Each record should be copied exactly into the answer, and no picture should go with it.

######

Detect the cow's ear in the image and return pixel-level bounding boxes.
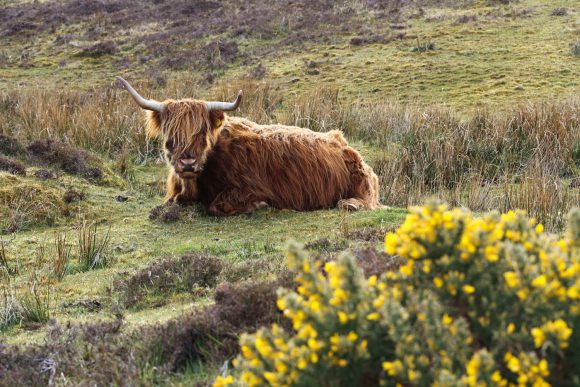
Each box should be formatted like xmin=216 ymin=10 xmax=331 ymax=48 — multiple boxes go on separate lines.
xmin=146 ymin=110 xmax=162 ymax=138
xmin=209 ymin=110 xmax=225 ymax=130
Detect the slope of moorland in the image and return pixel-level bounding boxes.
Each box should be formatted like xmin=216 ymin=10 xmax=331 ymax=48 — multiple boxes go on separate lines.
xmin=0 ymin=0 xmax=578 ymax=385
xmin=0 ymin=0 xmax=578 ymax=108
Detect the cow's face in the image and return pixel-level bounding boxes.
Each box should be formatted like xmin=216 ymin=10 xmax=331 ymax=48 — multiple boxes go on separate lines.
xmin=116 ymin=76 xmax=241 ymax=179
xmin=158 ymin=101 xmax=224 ymax=179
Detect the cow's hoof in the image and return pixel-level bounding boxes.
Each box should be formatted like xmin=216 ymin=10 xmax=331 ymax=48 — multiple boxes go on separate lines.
xmin=338 ymin=199 xmax=363 ymax=211
xmin=174 ymin=194 xmax=195 ymax=205
xmin=254 ymin=201 xmax=269 ymax=210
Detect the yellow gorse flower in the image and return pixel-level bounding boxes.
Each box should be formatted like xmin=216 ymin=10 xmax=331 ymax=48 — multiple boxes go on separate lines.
xmin=531 ymin=319 xmax=573 ymax=349
xmin=462 ymin=284 xmax=476 ymax=294
xmin=213 ymin=375 xmax=234 ymax=387
xmin=504 ymin=271 xmax=520 ymax=288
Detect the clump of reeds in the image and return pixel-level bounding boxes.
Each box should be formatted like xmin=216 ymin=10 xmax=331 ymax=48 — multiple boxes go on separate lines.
xmin=0 ymin=240 xmax=18 ymax=276
xmin=20 ymin=281 xmax=51 ymax=324
xmin=51 ymin=233 xmax=72 ymax=280
xmin=77 ymin=221 xmax=111 ymax=271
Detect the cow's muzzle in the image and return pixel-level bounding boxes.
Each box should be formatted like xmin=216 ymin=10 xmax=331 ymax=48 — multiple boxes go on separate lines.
xmin=175 ymin=158 xmax=202 ymax=178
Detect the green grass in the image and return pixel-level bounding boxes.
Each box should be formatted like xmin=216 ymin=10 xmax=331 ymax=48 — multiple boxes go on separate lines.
xmin=0 ymin=158 xmax=405 ymax=345
xmin=263 ymin=0 xmax=578 ymax=109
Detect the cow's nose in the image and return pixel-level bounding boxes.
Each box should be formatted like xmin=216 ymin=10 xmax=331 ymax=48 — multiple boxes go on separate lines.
xmin=178 ymin=158 xmax=197 ymax=170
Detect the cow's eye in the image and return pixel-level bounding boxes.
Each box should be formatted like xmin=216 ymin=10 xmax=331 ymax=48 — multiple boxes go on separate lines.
xmin=165 ymin=140 xmax=174 ymax=150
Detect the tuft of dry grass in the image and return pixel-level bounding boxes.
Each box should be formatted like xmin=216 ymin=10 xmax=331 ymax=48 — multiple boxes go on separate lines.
xmin=279 ymin=87 xmax=344 ymax=133
xmin=0 ymin=288 xmax=21 ymax=331
xmin=0 ymin=240 xmax=19 ymax=276
xmin=1 ymin=247 xmax=23 ymax=331
xmin=0 ymin=86 xmax=150 ymax=157
xmin=360 ymin=99 xmax=579 ymax=230
xmin=212 ymin=79 xmax=284 ymax=124
xmin=499 ymin=162 xmax=574 ymax=231
xmin=114 ymin=143 xmax=135 ymax=182
xmin=0 ymin=173 xmax=67 ymax=234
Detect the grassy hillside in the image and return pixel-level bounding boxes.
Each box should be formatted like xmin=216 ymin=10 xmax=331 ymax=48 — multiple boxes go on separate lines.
xmin=0 ymin=0 xmax=578 ymax=108
xmin=0 ymin=0 xmax=578 ymax=385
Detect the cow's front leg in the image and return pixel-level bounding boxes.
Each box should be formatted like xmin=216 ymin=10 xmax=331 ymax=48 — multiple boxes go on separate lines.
xmin=207 ymin=190 xmax=268 ymax=216
xmin=174 ymin=178 xmax=199 ymax=205
xmin=166 ymin=170 xmax=198 ymax=205
xmin=165 ymin=170 xmax=182 ymax=203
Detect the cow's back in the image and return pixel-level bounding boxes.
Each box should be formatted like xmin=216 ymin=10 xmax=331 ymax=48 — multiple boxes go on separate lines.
xmin=197 ymin=118 xmax=353 ymax=210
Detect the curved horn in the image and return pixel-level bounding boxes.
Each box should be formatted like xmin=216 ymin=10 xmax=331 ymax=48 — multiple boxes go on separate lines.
xmin=206 ymin=90 xmax=242 ymax=112
xmin=115 ymin=76 xmax=164 ymax=112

######

* [TASK OUTPUT]:
Detect the cow's ear in the image and return pixel-level bounding boxes.
Each box should be formatted like xmin=216 ymin=10 xmax=331 ymax=48 — multiple boxes go on separate lines.
xmin=146 ymin=110 xmax=162 ymax=138
xmin=209 ymin=110 xmax=225 ymax=130
Detect the slope of moorland in the image and return pixel-level bounding boxes.
Each box should be formatted like xmin=216 ymin=10 xmax=331 ymax=48 — multiple boxes go on separate lines.
xmin=0 ymin=0 xmax=578 ymax=385
xmin=0 ymin=0 xmax=578 ymax=108
Detect the cow's face in the image and return pixel-level bounding boxes.
Each box should be formatted like xmin=216 ymin=10 xmax=331 ymax=48 — multiple boxes go on separate lines.
xmin=116 ymin=76 xmax=241 ymax=179
xmin=158 ymin=101 xmax=224 ymax=179
Detect the cow's hoof in the image and return pixel-level bounding boxes.
Each box should be formatted like xmin=216 ymin=10 xmax=331 ymax=48 — multiple boxes go on separate lines.
xmin=338 ymin=199 xmax=363 ymax=211
xmin=174 ymin=194 xmax=195 ymax=205
xmin=254 ymin=201 xmax=269 ymax=210
Detect the yellow gorse flower in the image and return pixel-level bounding boxes.
Each box should be formatted like xmin=216 ymin=10 xmax=331 ymax=48 — multiple boxes go on separate lines.
xmin=531 ymin=319 xmax=573 ymax=349
xmin=462 ymin=284 xmax=476 ymax=294
xmin=213 ymin=375 xmax=234 ymax=387
xmin=504 ymin=271 xmax=520 ymax=288
Detect the clump of reeds in the image and return pixel-level bounding boxes.
Each box should be formatted like xmin=216 ymin=10 xmax=331 ymax=48 — multiple boxes go on separate lines.
xmin=0 ymin=240 xmax=18 ymax=276
xmin=20 ymin=281 xmax=51 ymax=324
xmin=51 ymin=233 xmax=72 ymax=280
xmin=77 ymin=221 xmax=111 ymax=271
Detect the cow's muzzle in the image and return pixel-level bounding boxes.
Each box should be formatted like xmin=216 ymin=10 xmax=331 ymax=48 — multiple boxes go on separate lines.
xmin=175 ymin=158 xmax=202 ymax=178
Detect the green grass in the image and return pixel-level bounding boxes.
Each box should be formatted like xmin=216 ymin=10 xmax=331 ymax=48 — multiple boxes go on separate lines.
xmin=0 ymin=158 xmax=405 ymax=345
xmin=263 ymin=0 xmax=578 ymax=109
Detect the cow's nose in the image and return pixel-level bounding boxes.
Each box should be formatted like xmin=216 ymin=10 xmax=331 ymax=48 — multiple boxes go on separate lines.
xmin=178 ymin=158 xmax=197 ymax=170
Detect the cow's eye in the image and return pixel-level bounding boxes.
Each box should be formatted like xmin=216 ymin=10 xmax=331 ymax=48 — multiple boxes go on separate lines.
xmin=165 ymin=140 xmax=174 ymax=150
Detect the tuft of dry grass in the image and return pixel-level bounding boxes.
Each box should be formatted like xmin=216 ymin=10 xmax=331 ymax=48 — multiple boxes go on separate lines.
xmin=279 ymin=87 xmax=344 ymax=133
xmin=0 ymin=288 xmax=21 ymax=331
xmin=0 ymin=240 xmax=19 ymax=276
xmin=1 ymin=247 xmax=23 ymax=331
xmin=0 ymin=86 xmax=150 ymax=157
xmin=360 ymin=99 xmax=579 ymax=230
xmin=212 ymin=79 xmax=284 ymax=124
xmin=499 ymin=162 xmax=574 ymax=231
xmin=114 ymin=143 xmax=135 ymax=182
xmin=0 ymin=173 xmax=67 ymax=234
Detect the grassy hillside in the image and return pixel-level bounding boxes.
Each box should be formatted like xmin=216 ymin=10 xmax=331 ymax=48 — multiple boxes go on separate lines.
xmin=0 ymin=0 xmax=578 ymax=108
xmin=0 ymin=0 xmax=578 ymax=385
Detect the cow's front leg in the image and return pixel-level bounding boxes.
Each box should be formatted like xmin=216 ymin=10 xmax=331 ymax=48 — multiple boxes go on separate lines.
xmin=207 ymin=190 xmax=268 ymax=216
xmin=174 ymin=178 xmax=199 ymax=205
xmin=166 ymin=170 xmax=198 ymax=205
xmin=165 ymin=170 xmax=182 ymax=203
Detect the cow's back in the image and return pixel-level bounding boxes.
Each box should be formatted like xmin=216 ymin=10 xmax=331 ymax=48 — multiple boxes go on separate lines.
xmin=197 ymin=118 xmax=353 ymax=210
Detect the curved horn in the image and return pixel-level bounding boxes.
Each box should be formatted like xmin=216 ymin=10 xmax=331 ymax=48 — multiple boxes go on separate lines.
xmin=206 ymin=90 xmax=242 ymax=112
xmin=115 ymin=76 xmax=164 ymax=112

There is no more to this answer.